* _TASK TO CARRY OUT_
In the data that follows, find the line containing "Sports-analytics tagging: mark the door handle"; then quote that line and every line after it, exactly, through the last one.
— START OF RECORDS SHOWN —
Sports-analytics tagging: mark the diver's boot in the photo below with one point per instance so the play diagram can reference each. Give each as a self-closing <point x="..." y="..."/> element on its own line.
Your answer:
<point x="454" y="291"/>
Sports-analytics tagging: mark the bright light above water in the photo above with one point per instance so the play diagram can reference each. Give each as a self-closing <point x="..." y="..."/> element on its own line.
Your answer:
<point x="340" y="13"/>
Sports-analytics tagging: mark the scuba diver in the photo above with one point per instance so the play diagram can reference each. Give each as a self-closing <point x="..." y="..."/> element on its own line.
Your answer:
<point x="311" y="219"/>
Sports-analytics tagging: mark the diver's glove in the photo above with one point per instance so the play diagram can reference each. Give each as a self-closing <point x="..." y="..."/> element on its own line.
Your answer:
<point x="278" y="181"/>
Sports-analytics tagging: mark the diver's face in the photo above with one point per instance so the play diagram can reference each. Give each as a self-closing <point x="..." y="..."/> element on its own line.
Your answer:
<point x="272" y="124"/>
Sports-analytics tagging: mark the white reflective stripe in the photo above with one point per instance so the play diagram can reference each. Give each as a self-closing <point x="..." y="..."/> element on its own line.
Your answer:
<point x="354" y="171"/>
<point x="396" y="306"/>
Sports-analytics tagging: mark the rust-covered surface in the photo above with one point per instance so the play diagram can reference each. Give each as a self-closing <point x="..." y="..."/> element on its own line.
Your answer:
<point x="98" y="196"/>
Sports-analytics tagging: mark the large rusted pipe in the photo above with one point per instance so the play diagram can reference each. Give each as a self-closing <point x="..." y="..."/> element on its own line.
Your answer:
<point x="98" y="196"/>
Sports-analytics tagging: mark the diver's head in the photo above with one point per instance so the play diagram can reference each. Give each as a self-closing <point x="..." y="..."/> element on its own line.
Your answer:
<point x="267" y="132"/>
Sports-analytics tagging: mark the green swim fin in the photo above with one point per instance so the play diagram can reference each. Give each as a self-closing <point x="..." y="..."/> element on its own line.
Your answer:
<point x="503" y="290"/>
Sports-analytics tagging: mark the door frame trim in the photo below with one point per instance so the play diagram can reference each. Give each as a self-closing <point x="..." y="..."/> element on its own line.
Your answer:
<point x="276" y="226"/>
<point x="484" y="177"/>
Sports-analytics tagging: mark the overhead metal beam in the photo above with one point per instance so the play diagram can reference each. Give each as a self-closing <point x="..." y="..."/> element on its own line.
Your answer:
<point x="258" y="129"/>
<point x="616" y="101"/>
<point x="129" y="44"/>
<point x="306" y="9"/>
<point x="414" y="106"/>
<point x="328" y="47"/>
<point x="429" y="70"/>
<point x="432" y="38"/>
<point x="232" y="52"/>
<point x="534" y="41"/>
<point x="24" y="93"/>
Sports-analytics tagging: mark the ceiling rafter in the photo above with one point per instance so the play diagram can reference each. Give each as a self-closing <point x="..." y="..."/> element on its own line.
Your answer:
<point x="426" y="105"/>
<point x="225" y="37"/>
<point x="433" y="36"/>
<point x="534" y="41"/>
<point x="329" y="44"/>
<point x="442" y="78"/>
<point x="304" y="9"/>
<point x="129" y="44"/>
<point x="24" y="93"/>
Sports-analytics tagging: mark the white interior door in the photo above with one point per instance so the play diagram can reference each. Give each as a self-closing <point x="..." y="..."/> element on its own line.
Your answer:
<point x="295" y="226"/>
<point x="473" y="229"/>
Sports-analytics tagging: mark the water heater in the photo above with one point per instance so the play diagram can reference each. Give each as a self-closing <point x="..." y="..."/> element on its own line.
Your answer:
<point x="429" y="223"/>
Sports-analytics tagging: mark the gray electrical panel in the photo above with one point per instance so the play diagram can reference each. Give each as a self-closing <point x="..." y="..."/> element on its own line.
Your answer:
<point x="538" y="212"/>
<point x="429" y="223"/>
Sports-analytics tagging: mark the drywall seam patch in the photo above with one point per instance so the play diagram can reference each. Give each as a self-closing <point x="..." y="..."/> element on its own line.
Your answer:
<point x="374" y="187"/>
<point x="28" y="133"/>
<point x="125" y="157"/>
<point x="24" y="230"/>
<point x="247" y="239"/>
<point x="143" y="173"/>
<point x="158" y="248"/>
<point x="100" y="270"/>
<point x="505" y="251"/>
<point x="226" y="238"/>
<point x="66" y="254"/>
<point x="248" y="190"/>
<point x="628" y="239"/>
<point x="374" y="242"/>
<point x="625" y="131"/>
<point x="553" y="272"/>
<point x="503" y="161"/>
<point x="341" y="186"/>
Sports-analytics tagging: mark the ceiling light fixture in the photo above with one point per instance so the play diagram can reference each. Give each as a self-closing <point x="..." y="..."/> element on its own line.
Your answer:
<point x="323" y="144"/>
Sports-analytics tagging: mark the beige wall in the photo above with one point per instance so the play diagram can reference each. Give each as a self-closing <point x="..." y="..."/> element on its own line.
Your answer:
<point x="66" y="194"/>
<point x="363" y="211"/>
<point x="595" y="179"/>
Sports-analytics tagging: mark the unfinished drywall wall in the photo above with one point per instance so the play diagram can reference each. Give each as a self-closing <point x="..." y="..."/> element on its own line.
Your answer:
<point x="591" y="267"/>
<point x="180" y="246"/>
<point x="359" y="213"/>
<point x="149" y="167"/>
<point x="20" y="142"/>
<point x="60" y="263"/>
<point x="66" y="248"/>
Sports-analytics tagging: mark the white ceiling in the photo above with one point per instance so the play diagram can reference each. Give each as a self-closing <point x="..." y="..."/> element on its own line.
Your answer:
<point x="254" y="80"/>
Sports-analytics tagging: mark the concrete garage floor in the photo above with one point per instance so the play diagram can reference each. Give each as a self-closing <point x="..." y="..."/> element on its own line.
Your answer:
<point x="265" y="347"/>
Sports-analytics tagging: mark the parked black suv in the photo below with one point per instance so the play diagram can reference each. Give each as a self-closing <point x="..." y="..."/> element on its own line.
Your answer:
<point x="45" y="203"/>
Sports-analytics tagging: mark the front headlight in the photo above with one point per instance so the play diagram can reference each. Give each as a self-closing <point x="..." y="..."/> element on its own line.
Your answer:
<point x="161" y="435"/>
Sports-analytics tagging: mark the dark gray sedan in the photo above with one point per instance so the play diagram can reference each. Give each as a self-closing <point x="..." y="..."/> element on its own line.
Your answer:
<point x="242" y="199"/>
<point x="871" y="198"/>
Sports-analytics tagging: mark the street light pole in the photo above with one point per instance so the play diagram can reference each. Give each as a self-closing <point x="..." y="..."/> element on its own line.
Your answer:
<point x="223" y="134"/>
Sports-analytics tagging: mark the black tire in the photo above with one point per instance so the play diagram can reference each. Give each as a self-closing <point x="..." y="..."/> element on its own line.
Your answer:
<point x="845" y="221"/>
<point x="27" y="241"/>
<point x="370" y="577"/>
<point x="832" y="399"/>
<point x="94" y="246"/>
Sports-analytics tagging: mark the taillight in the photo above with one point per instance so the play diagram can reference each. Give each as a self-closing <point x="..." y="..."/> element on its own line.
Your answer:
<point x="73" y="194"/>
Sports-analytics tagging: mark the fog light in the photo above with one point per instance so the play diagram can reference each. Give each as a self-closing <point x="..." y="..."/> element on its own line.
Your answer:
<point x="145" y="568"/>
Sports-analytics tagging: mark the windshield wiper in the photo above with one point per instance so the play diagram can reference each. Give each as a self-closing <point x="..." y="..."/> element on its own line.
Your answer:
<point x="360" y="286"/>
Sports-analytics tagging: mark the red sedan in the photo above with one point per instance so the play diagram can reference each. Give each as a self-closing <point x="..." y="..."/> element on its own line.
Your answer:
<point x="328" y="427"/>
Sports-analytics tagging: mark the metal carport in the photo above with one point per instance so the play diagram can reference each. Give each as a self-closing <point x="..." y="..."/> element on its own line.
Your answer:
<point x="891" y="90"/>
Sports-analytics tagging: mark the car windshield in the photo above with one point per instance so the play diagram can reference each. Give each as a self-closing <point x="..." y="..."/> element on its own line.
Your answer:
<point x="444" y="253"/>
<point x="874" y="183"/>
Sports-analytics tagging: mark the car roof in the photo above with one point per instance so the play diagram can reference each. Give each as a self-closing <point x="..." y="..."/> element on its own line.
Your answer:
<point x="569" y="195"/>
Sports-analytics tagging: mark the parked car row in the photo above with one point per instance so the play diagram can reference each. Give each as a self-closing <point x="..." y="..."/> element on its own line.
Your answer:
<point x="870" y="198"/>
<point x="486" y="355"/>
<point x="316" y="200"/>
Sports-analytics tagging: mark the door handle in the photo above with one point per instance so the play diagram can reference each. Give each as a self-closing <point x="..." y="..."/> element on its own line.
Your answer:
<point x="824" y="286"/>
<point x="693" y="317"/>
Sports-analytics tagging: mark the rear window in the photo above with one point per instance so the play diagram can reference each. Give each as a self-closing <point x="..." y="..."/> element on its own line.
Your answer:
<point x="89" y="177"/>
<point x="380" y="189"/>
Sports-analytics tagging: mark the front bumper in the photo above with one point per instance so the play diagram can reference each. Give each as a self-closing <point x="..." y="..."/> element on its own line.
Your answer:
— END OF RECORDS SHOWN —
* _FINISHED TASK_
Sports-analytics tagging: mark the door handle in the photo above with one point per instance so the play diagram can reference each. Give each as a self-closing <point x="..." y="..."/> element on its own line.
Your answer:
<point x="824" y="286"/>
<point x="693" y="317"/>
Sports-analytics tagging: mark the rear window in the photo above with one point per instance so the play diagram can reference each. Give each as a self-closing <point x="..." y="..."/> element on its own line.
Your answer:
<point x="89" y="177"/>
<point x="380" y="189"/>
Sports-analytics tagging: mark the front bumper in the photo above with one point per instance so the play diagram can reference each. Give each as a self-closing <point x="..." y="..."/> element on its own line.
Your answer:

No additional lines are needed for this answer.